What the task asks -
Count the lines in the rows below that contain the word "shoreline". Reply with the number alone.

###

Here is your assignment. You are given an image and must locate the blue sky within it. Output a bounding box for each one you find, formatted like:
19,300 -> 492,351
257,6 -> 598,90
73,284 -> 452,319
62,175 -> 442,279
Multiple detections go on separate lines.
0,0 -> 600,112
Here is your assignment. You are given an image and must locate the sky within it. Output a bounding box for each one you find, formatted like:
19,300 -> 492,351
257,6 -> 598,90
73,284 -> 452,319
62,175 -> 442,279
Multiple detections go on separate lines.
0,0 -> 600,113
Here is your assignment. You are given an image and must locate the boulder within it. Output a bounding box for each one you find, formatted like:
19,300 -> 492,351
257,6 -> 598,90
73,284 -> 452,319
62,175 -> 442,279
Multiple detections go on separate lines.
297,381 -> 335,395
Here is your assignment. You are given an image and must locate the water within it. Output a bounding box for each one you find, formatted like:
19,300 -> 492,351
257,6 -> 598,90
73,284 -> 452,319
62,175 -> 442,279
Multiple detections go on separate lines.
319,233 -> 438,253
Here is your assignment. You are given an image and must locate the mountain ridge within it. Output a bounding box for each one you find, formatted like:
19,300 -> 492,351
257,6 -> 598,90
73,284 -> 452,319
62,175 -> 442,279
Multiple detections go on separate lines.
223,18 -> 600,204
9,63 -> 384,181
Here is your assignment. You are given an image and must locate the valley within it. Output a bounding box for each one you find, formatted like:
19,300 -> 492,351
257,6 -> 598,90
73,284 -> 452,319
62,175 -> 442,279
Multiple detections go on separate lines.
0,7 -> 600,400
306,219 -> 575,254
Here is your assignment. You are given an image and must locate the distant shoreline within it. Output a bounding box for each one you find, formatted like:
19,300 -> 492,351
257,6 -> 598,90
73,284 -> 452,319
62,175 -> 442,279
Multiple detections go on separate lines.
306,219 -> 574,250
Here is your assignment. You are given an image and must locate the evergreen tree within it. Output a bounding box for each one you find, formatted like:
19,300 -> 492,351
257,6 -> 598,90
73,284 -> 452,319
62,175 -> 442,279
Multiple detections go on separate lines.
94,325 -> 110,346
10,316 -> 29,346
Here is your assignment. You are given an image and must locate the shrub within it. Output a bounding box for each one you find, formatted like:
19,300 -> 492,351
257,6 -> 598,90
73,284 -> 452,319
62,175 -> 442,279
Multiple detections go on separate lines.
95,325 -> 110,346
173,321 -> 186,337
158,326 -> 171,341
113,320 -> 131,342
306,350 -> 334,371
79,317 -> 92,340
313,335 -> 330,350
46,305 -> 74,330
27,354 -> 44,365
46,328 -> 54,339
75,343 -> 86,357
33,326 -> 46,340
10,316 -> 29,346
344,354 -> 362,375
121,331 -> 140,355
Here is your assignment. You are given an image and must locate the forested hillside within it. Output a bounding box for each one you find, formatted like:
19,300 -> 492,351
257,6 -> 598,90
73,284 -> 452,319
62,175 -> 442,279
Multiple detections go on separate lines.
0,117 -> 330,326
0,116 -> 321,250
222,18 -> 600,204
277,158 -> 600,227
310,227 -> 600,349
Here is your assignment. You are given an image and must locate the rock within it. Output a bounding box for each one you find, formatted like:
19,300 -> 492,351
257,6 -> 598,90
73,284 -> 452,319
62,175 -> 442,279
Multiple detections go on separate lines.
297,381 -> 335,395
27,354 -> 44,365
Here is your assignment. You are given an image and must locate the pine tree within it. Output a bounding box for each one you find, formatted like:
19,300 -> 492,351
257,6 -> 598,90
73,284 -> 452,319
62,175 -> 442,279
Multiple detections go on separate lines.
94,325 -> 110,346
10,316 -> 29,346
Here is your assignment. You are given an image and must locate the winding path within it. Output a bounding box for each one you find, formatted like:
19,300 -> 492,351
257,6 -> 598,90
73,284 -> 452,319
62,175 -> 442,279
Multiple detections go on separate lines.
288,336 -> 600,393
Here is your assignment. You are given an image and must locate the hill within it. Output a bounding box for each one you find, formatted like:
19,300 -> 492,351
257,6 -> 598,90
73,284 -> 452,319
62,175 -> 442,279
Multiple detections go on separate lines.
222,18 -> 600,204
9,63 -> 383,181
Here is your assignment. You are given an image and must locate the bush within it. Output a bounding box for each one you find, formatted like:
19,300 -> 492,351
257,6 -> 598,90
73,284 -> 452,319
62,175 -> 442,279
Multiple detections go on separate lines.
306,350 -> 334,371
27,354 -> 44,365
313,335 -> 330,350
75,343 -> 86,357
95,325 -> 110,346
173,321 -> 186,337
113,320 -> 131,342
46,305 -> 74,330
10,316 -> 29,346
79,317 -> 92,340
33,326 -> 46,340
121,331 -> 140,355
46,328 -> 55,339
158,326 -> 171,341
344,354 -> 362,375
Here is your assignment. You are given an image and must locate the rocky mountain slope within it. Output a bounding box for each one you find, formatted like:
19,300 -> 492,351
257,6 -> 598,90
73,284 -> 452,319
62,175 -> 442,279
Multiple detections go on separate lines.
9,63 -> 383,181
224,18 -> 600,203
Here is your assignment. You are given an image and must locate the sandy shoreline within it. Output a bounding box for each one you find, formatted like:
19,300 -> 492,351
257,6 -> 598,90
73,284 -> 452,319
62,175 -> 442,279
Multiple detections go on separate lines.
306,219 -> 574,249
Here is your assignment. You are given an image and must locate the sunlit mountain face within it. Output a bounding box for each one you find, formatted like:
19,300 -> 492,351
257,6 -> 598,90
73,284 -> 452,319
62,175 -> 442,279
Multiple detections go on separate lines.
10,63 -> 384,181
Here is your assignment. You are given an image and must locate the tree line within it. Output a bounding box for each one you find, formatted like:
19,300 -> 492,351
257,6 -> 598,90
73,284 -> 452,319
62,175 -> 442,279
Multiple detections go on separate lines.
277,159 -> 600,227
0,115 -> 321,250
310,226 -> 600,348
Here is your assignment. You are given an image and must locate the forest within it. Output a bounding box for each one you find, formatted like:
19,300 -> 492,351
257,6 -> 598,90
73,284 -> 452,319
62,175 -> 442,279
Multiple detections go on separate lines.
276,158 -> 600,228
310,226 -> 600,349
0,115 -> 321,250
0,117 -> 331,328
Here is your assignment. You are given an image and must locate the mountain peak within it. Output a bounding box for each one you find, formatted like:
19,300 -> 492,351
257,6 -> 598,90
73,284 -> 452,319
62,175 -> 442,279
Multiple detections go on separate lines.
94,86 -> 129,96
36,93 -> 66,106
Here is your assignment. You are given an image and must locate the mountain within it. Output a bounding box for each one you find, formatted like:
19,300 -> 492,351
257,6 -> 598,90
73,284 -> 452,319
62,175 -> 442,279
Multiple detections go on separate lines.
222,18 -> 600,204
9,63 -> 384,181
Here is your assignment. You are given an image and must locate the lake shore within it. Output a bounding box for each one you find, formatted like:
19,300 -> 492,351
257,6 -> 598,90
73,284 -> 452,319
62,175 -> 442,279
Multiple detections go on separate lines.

###

The completed task -
2